• PASSAGE SHOWN:
^^^^
One of Bruce Jesson’s constant bugbears during the New Right revolution of the 80’s and 90’s was that the Left allowed itself to be positioned as conservative. That we were simply fighting for the status quo rather than providing a proper progressive alternative to the imported market ideology that was being foist upon us.
He blames a variety of factors for this including the anti-intellectualism prevalent in New Zealand society, the rise of a global economy focused on finance rather than production and the lack of a New Zealand identity or sense of nationalism from which to argue against the ceding of our sovereignty to multi-national capital.
Although Bruce never lived to see the fifth Labour government in action I suspect he would have pointed to this conservatism as having sowed the seed for their loss in 2008. Helen, Michael and many of the other senior MPs in our last government, including Phil Goff, cut their political teeth in the 80’s and 90’s and in many ways their brand of leftism was in exactly the conservative mode Bruce criticised.
^^^^
• RECORDS:
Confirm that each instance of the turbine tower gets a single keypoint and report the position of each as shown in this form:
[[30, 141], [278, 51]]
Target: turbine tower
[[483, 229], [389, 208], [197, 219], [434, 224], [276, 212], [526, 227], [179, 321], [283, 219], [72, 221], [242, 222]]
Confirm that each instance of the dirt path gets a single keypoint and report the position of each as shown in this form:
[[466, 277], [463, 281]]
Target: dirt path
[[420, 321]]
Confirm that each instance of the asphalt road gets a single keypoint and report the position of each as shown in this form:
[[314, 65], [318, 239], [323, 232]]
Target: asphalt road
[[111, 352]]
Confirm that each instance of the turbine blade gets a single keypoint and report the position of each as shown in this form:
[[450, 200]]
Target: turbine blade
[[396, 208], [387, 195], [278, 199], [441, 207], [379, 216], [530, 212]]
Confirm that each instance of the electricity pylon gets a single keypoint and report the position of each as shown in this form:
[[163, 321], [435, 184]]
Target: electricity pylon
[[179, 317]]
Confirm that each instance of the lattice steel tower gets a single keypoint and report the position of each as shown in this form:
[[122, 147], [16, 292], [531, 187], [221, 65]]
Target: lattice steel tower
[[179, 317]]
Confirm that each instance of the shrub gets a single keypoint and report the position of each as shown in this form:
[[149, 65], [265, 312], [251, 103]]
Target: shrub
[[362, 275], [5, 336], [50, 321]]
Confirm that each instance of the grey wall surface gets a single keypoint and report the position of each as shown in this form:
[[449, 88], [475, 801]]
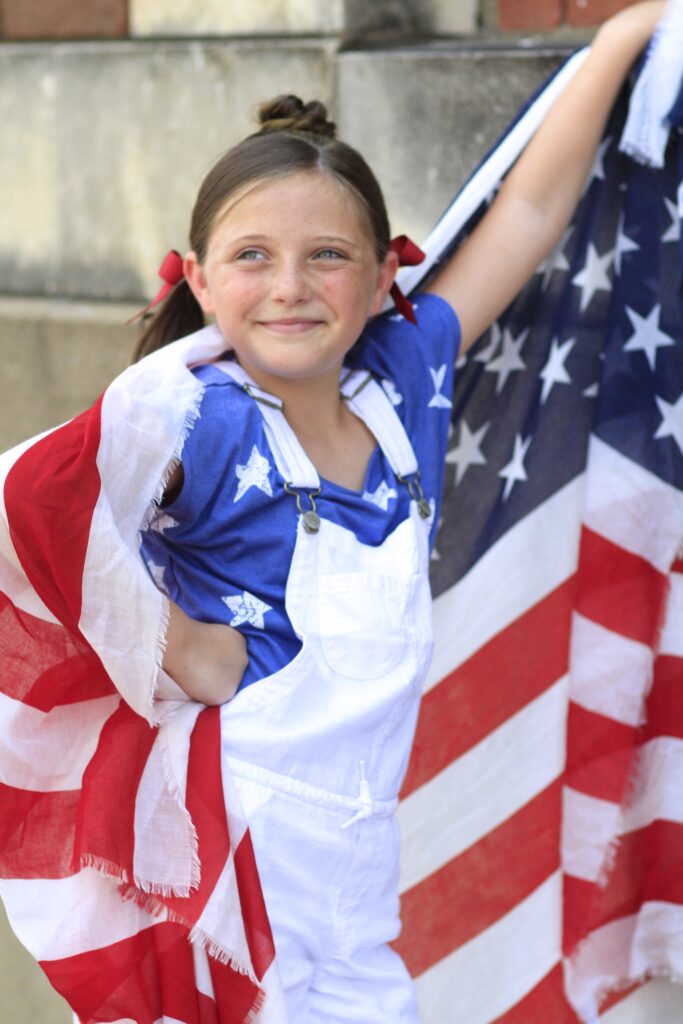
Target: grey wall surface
^^^^
• SET TASKS:
1. In the passage about Bruce Jesson, in what year did the fifth Labour government suffer its loss?
2. Rewrite the passage about Bruce Jesson from "He blames a" through "to multi-national capital.", swapping "production" for "manufacturing".

• ANSWERS FOR THE EXERCISE:
1. 2008

2.
He blames a variety of factors for this including the anti-intellectualism prevalent in New Zealand society, the rise of a global economy focused on finance rather than manufacturing and the lack of a New Zealand identity or sense of nationalism from which to argue against the ceding of our sovereignty to multi-national capital.